> Entries from a pointing dataset
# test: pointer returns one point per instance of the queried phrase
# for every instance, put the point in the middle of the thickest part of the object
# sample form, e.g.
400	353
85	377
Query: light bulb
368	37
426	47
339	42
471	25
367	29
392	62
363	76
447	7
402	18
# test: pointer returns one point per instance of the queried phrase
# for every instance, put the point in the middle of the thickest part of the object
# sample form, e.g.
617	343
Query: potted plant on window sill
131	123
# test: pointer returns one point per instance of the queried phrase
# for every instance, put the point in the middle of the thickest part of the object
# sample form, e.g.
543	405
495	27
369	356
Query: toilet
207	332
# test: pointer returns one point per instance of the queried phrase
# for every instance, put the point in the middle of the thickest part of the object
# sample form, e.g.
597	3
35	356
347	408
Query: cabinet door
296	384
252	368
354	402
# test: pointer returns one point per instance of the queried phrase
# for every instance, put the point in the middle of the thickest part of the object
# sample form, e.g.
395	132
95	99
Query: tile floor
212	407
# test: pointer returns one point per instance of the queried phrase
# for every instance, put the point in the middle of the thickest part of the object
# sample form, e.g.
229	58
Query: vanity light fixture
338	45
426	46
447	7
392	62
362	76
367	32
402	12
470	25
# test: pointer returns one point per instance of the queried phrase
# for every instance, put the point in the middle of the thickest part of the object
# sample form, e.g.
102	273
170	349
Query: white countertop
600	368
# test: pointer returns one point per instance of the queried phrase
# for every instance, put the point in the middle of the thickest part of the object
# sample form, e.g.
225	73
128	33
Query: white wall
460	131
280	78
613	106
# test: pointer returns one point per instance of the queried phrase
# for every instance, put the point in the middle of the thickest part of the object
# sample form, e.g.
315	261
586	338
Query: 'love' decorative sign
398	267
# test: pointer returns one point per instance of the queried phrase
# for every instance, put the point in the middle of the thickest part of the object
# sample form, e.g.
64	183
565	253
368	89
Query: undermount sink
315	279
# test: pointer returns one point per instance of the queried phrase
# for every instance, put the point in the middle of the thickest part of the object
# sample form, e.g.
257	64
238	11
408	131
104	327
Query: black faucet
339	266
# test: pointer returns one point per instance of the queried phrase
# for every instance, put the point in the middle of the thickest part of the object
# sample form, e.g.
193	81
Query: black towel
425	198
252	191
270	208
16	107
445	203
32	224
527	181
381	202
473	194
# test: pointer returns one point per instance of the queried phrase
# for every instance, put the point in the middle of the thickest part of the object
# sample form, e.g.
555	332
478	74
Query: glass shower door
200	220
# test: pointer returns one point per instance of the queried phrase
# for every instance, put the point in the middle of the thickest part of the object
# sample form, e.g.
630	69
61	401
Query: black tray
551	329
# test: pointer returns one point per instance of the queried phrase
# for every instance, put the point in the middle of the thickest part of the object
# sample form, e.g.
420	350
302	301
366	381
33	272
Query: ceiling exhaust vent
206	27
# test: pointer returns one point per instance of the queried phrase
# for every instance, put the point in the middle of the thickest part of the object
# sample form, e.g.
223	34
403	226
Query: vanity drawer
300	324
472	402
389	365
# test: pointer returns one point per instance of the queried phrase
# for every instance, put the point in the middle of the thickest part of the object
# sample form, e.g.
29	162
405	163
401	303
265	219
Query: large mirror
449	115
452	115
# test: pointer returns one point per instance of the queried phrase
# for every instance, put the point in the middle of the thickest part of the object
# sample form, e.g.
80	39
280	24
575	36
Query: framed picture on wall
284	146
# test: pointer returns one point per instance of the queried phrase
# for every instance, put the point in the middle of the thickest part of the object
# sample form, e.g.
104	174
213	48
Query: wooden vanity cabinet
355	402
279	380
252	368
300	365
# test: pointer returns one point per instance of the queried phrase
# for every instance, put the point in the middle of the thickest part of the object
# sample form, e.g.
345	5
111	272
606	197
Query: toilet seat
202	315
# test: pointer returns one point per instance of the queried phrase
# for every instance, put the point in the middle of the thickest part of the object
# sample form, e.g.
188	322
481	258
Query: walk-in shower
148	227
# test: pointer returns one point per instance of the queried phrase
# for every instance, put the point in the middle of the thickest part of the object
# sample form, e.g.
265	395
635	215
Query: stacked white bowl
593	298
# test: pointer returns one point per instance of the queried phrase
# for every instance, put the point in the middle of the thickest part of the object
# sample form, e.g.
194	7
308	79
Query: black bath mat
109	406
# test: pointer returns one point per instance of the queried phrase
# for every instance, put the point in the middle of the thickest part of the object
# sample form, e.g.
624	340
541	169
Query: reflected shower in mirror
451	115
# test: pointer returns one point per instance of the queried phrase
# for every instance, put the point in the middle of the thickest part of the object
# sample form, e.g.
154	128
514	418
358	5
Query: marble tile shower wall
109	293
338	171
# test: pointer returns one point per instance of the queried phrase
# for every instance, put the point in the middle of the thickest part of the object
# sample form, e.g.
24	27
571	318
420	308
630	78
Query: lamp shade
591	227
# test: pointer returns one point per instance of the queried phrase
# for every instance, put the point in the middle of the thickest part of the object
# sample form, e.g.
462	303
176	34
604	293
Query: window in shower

> TO DO
Extract the data in full. Keep it word for word.

> RESULT FOR THIS EXERCISE
# test: pointer returns one point per instance of the queried phrase
# for every instance, put the point in the middle of the thickest part of the object
# sample form, e.g.
400	353
85	377
Query: light bulb
368	37
426	47
339	42
471	25
367	29
392	62
363	76
447	7
402	18
# test: pointer returns one point per instance of the queried phrase
# for every instance, put the point in the middle of the thickest part of the object
# sample form, e.g.
617	343
Query: potted plant on window sill
131	123
# test: pointer returns one point per instance of the queried phrase
# for every instance, put the point in the middle of the thickest part of the object
# sample form, e.g.
543	405
495	27
369	356
Query: toilet
207	332
# test: pointer returns one point per instance of the queried phrase
# for every instance, put the point in the middle of the thickest part of the object
# sample form, e.g.
597	3
35	356
347	408
Query: cabinet door
296	384
252	368
354	402
# test: pointer returns one point per instance of the queried phrase
# for every instance, put the point in the middle of the thickest part of the object
# sample form, e.g.
395	132
95	99
Query: tile floor
212	407
# test: pointer returns one point per instance of the queried phrase
# for every instance, put the point in the middle of the thickest part of the object
# sample form, e.g.
229	58
Query: vanity light fixture
338	45
426	46
447	7
392	62
362	76
367	32
402	12
470	25
# test: pointer returns one point per instance of the queried phrase
# for every instance, put the point in the middle of the thickest part of the object
# sample form, e.g.
102	273
170	349
Query: white countertop
600	368
# test: pointer returns one point per instance of the queried phrase
# for every instance, put the point in the middle of the thickest part of the object
# sample form, e.g.
225	73
128	33
Query: white wall
460	131
280	78
613	106
# test: pointer returns one point per instance of the queried phrase
# for every instance, put the point in the middle of the thickest part of the object
# sample form, e.g.
315	261
586	338
Query: 'love' decorative sign
398	267
# test: pointer returns one point per instance of the queried phrase
# for every instance, put the point in the middle of the thickest part of the object
# sample form, e.g.
64	183
565	253
368	89
Query: undermount sink
315	279
# test: pointer returns one point per instance of the queried phrase
# for every instance, put the point in the middle of the thickest part of the object
# sample form, e.g.
257	64
238	11
408	131
104	327
Query: black faucet
339	266
# test: pointer returns one point per instance of the queried phrase
# for every instance, put the point in the middle of the thickest part of the object
# sample form, e.g.
193	81
Query: black towel
425	198
252	191
270	208
16	107
445	203
32	224
527	181
381	202
473	194
# test: pointer returns one point per instance of the queried phrase
# for every instance, put the point in the middle of the thickest part of the object
# sample form, e.g.
555	332
478	74
Query: glass shower door
200	220
# test: pointer returns one point per instance of the queried phrase
# for every instance, put the point in the middle of the thickest part of the object
# sample form, e.g.
630	69
61	401
Query: black tray
551	329
# test: pointer returns one point per instance of the queried phrase
# for every instance, put the point in the middle of the thickest part of the object
# sample form, e.g.
420	350
302	301
366	381
33	272
Query: ceiling exhaust vent
206	27
# test: pointer returns one point per instance of the queried phrase
# for every instance, put the point in the middle of the thickest part of the object
# sample form, e.g.
223	34
403	226
Query: vanity drawer
300	324
472	402
389	365
# test: pointer returns one point per instance of the queried phrase
# for every instance, put the point in the middle of the thickest part of the object
# sample form, e.g.
29	162
405	163
401	303
265	219
Query: large mirror
449	115
452	115
# test: pointer returns one point per instance of the queried phrase
# for every instance, put the point in the middle of the thickest part of the object
# sample form, e.g.
80	39
280	24
575	36
Query: framed picture on wall
284	146
# test: pointer returns one point per instance of the queried phrase
# for every instance, put the point in the middle of the thickest part of the object
# sample form, e.g.
104	174
213	48
Query: wooden vanity cabinet
355	402
279	380
252	368
300	365
# test: pointer returns one point per instance of the queried phrase
# for every instance, put the point in the middle of the thickest part of the object
# sample form, e.g.
345	5
111	272
606	197
Query: toilet seat
202	315
# test: pointer returns one point per instance of the queried phrase
# for every instance, put the point in the middle of the thickest part of the object
# sample form, e.g.
188	322
481	258
Query: walk-in shower
148	227
# test: pointer returns one point per instance of the queried phrase
# for every instance, put the point in the middle of the thickest part of the object
# sample form, e.g.
265	395
635	215
Query: stacked white bowl
593	298
# test: pointer returns one point per instance of the queried phrase
# for every instance, put the point in the middle of the thickest part of the object
# sample form, e.g.
194	7
308	79
Query: black bath mat
109	406
# test: pointer returns one point per instance of the queried phrase
# for every instance, put the point in the middle of the thickest part of the object
# sample form, e.g.
624	340
541	169
Query: reflected shower in mirror
451	115
# test: pointer returns one point per instance of the queried phrase
# for every instance, put the point in the middle of the thickest part of the object
# sample form, e.g.
154	128
514	418
358	5
Query: marble tile shower wall
109	293
338	171
# test: pointer returns one point per instance of the queried phrase
# for every instance, put the point in the middle of the thickest part of the object
# sample form, e.g.
24	27
571	318
420	308
630	78
Query: lamp shade
591	227
# test: pointer returns one point per instance of the queried phrase
# for every instance, put the point in the middle of the thickest part of the object
# sample form, e.g.
462	303
176	34
604	293
Query: window in shower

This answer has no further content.